** Excerpt to read **

>> begin

How do firms coordinate production that spans multiple countries, each specializing in a different stage of the same product? This question lies at the heart of the Global Value Chains (GVC) subfield. The answer has shifted over time as scholars moved from viewing the multinational enterprise (MNE) as a self-contained hierarchy to seeing it as one node in a network of relationships, and finally to analyzing the entire chain of activities that turn raw materials into finished goods. The GVC framework emerged as a synthesis of earlier theories, but it also replaced some of them by offering a more comprehensive unit of analysis: the chain itself, rather than the firm or the transaction.
In the 1970s, Internalization Theory provided the first rigorous explanation of why firms create subsidiaries abroad instead of relying on markets. Drawing on transaction cost economics, it argued that firms internalize cross-border activities when the costs of using external markets—search, negotiation, enforcement—are high. This framework treated the MNE as a hierarchy that replaces imperfect markets, especially for knowledge-intensive assets. Its core insight—the make-or-buy logic—later became a building block for GVC governance analysis. However, Internalization Theory focused almost exclusively on the firm's boundary decision, leaving little room for the possibility that production could be coordinated across multiple independent firms without full ownership.

>> end

** Information supplied **
>> begin

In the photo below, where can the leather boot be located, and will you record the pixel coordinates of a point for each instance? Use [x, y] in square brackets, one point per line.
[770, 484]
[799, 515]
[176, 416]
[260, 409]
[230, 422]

>> end
>> begin

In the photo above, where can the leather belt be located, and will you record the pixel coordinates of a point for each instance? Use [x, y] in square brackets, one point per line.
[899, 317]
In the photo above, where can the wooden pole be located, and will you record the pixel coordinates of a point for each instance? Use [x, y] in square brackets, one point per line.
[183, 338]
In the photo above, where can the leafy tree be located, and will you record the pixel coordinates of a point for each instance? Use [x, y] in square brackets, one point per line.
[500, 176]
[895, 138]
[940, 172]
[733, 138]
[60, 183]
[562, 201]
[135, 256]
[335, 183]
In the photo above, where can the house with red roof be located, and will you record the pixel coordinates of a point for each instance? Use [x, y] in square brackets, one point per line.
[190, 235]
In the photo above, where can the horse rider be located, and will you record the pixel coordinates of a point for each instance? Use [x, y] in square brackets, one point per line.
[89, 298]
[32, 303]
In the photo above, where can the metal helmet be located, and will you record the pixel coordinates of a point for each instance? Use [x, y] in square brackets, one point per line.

>> end
>> begin

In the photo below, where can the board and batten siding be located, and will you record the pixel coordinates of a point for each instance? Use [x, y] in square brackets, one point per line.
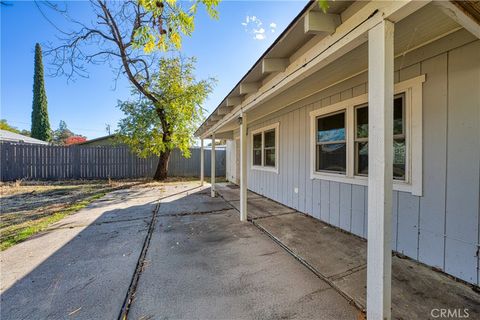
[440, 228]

>> end

** Short exercise **
Print the section of the global value chains passage starting with "How do firms" and going on through "or the transaction.", word for word.

** Result below **
How do firms coordinate production that spans multiple countries, each specializing in a different stage of the same product? This question lies at the heart of the Global Value Chains (GVC) subfield. The answer has shifted over time as scholars moved from viewing the multinational enterprise (MNE) as a self-contained hierarchy to seeing it as one node in a network of relationships, and finally to analyzing the entire chain of activities that turn raw materials into finished goods. The GVC framework emerged as a synthesis of earlier theories, but it also replaced some of them by offering a more comprehensive unit of analysis: the chain itself, rather than the firm or the transaction.